[start]

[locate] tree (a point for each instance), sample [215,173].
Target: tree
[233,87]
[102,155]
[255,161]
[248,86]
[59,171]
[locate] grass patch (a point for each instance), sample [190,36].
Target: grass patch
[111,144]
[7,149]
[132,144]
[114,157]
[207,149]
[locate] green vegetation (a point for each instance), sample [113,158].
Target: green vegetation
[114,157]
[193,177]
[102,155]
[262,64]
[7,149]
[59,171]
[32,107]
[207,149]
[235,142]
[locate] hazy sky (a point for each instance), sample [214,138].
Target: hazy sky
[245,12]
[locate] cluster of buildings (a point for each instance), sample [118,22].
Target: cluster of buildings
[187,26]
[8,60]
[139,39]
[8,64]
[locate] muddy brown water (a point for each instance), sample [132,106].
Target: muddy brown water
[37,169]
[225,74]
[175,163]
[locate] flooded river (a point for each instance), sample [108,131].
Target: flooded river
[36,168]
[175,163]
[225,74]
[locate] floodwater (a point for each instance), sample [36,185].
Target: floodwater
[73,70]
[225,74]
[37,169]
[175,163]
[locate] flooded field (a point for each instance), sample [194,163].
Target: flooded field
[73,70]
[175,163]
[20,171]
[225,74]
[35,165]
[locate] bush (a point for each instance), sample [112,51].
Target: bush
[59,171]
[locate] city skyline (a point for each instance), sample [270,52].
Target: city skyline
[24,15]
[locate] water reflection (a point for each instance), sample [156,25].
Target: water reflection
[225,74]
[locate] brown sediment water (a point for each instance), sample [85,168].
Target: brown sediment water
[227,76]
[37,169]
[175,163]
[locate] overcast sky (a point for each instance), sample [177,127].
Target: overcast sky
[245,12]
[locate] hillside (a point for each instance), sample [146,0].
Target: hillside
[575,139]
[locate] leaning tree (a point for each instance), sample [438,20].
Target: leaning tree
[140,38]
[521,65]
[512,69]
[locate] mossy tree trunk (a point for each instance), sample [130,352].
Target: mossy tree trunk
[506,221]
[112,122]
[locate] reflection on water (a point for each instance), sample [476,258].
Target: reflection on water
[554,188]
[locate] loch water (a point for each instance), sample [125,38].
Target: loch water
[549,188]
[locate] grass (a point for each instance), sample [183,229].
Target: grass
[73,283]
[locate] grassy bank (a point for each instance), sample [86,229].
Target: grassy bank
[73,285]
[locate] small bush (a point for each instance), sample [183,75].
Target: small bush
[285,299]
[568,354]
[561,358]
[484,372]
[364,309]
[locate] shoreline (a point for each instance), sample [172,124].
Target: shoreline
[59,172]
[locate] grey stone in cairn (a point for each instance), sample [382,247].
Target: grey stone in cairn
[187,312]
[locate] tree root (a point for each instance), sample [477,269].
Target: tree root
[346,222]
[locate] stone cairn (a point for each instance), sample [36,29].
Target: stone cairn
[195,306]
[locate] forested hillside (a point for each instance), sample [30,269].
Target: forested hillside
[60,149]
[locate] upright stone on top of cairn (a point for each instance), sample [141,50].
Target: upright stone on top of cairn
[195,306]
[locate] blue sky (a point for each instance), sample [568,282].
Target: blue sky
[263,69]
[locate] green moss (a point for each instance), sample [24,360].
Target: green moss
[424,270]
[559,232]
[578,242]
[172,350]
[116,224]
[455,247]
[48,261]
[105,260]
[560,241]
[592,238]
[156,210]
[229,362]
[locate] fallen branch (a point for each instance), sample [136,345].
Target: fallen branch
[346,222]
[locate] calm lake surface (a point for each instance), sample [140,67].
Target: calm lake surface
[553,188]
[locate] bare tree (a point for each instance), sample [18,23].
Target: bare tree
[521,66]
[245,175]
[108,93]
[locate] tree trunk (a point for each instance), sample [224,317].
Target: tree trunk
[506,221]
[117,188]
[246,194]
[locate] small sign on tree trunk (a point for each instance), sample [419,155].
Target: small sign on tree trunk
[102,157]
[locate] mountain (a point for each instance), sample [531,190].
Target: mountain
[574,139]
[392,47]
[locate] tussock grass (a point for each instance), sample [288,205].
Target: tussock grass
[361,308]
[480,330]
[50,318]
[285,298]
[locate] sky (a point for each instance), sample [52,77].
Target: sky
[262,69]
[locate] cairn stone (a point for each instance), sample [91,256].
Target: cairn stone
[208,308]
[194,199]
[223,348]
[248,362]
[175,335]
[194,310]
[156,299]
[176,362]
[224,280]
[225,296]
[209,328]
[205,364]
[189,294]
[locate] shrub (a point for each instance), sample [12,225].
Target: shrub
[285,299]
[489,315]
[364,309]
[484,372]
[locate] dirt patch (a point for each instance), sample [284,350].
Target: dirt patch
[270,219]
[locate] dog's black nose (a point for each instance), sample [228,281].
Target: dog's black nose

[end]

## Work to complete
Write out the records above again, keeping each one identical to the original.

## The answer
[locate] tree (a point for each instance), sample [215,173].
Target: tree
[233,87]
[102,155]
[255,161]
[248,86]
[59,171]
[locate] grass patch (a point for each instance), sample [190,36].
Target: grass patch
[111,144]
[7,149]
[132,144]
[114,157]
[207,149]
[locate] green vegetation (a point for each instance), sample [113,158].
Target: green vegetation
[114,157]
[193,177]
[102,155]
[262,64]
[7,149]
[59,171]
[32,107]
[207,149]
[235,142]
[locate] hazy sky (a point for each instance), sample [214,138].
Target: hazy sky
[245,12]
[locate] cluster of buildings (a point for each instance), sample [118,22].
Target: cluster of buildings
[187,26]
[8,60]
[139,39]
[8,64]
[locate] muddy brown water (a point for each instance), sample [132,106].
Target: muddy brown water
[37,169]
[225,74]
[175,163]
[locate] flooded river (a point for each instance), sample [108,131].
Target: flooded river
[36,168]
[175,163]
[225,74]
[locate] floodwater (a point for each instance), sample [36,185].
Target: floodwater
[73,70]
[225,74]
[37,169]
[175,163]
[locate] flooded field (a point for each instance), sample [194,163].
Target: flooded field
[73,70]
[175,163]
[20,171]
[225,74]
[35,165]
[locate] bush (a point for each instance), sample [112,51].
Target: bush
[59,171]
[locate] city skyline (a point for each instance), sample [270,52].
Target: city skyline
[24,15]
[locate] water reflection (a point for each instance), sample [156,25].
Target: water reflection
[225,74]
[locate] brown sediment water (a point for each instance), sample [85,168].
Target: brown sediment water
[227,76]
[37,169]
[175,163]
[locate] overcast sky (a point for each instance), sample [177,127].
Target: overcast sky
[245,12]
[locate] hillside (a point for each instance), sample [146,0].
Target: hillside
[575,139]
[locate] leaning tree (a point for each instance), sample [438,20].
Target: leaning tree
[140,38]
[521,65]
[512,69]
[locate] mossy tree trunk (a point for each instance), sample [130,352].
Target: mossy tree trunk
[506,221]
[112,122]
[locate] reflection on water (a point for each instance), sample [476,258].
Target: reflection on water
[554,188]
[locate] loch water (a point for each instance), sample [125,38].
Target: loch water
[549,188]
[locate] grass (a point for each instance), sample [183,229].
Target: grass
[73,283]
[locate] grassy bank (a point for each instance), sample [86,229].
Target: grassy bank
[73,285]
[locate] small bush (a point for each instance), sample [183,75].
Target: small bush
[285,299]
[568,354]
[561,358]
[484,372]
[364,309]
[locate] shoreline (a point for each instance), sample [172,124].
Target: shoreline
[59,172]
[locate] grey stone in cairn (a point for each instance), sample [382,247].
Target: grey stone in cairn
[187,312]
[locate] tree root (a point for each instance), sample [477,269].
Target: tree root
[346,222]
[locate] stone cairn (a point for each instance), sample [36,29].
Target: stone cairn
[195,306]
[locate] forested hillside (a point for each instance), sample [30,269].
Target: forested hillside
[60,149]
[locate] upright stone on top of cairn (a point for each instance), sample [141,50].
Target: upright stone on top of cairn
[195,306]
[locate] blue sky (a point for each instance), sample [568,282].
Target: blue sky
[263,69]
[locate] green moss (a point for each instance), sample [24,360].
Target: green moss
[424,270]
[559,232]
[578,242]
[172,350]
[116,224]
[455,247]
[48,261]
[105,260]
[560,241]
[592,238]
[156,210]
[229,362]
[locate] fallen branch (a point for each instance), sample [136,345].
Target: fallen branch
[346,222]
[locate] calm lake surface (a point for each instance), sample [140,67].
Target: calm lake surface
[553,188]
[locate] bare tree (a point for each instance), sample [18,23].
Target: bare tree
[521,66]
[245,175]
[108,93]
[locate] tree trunk (a point for each instance), sample [224,317].
Target: tree trunk
[506,221]
[117,188]
[246,194]
[locate] small sign on tree trunk (a point for each instance), sample [419,155].
Target: small sign on tree trunk
[102,157]
[locate] mountain (a point for each instance), sample [531,190].
Target: mountain
[574,139]
[392,47]
[locate] tussock grass (a point for each instance), sample [288,205].
Target: tussock grass
[361,308]
[480,330]
[50,318]
[285,298]
[locate] sky (a point for each instance), sample [52,77].
Target: sky
[262,69]
[locate] cairn stone (a point for each instance), sample [91,256].
Target: cairn stone
[208,308]
[194,199]
[223,348]
[248,362]
[175,335]
[194,310]
[156,299]
[176,362]
[224,280]
[225,296]
[209,328]
[205,364]
[189,294]
[locate] shrub (a point for each instance), sample [12,225].
Target: shrub
[285,299]
[489,315]
[364,309]
[484,372]
[locate] dirt patch (a point for each instance), sample [284,350].
Target: dirt patch
[270,219]
[locate] dog's black nose (a point for each instance), sample [228,281].
Target: dog's black nose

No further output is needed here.